- _What to work on_
Give back exactly the line containing "Where can you spot the textured" together with all the lines after it, ending at the final line below.

- _Exercise inputs_
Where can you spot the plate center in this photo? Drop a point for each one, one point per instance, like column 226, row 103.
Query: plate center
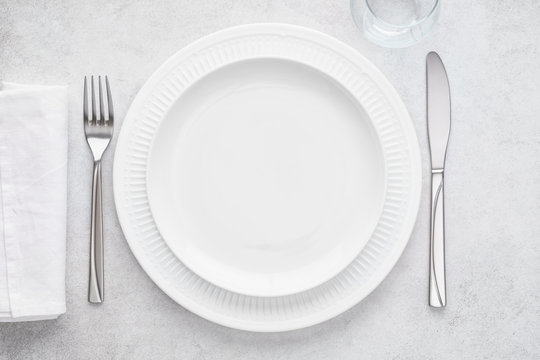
column 266, row 177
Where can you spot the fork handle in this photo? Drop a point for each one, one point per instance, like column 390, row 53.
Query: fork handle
column 95, row 287
column 437, row 276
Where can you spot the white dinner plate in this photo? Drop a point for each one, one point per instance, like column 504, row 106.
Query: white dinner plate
column 267, row 177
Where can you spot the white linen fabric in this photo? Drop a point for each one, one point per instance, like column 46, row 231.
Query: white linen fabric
column 33, row 201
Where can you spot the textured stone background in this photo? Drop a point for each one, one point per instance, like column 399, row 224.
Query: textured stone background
column 491, row 52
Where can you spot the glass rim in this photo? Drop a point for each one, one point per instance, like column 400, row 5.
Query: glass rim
column 427, row 16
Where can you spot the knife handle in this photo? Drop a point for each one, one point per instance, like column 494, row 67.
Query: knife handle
column 437, row 273
column 95, row 285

- _Task answer_
Where can you spot the textured stone background in this photo? Drop a point for each one, one point per instance, like column 399, row 224.
Query: textured stone background
column 491, row 52
Where can you spot the glass rim in this photo? Drop a point for each one, one point per instance, like column 400, row 5.
Query: glass rim
column 427, row 16
Where can you spot the knife handle in this photo? Drop a point for each one, one point per instance, like column 494, row 67.
Query: knife handle
column 437, row 273
column 95, row 285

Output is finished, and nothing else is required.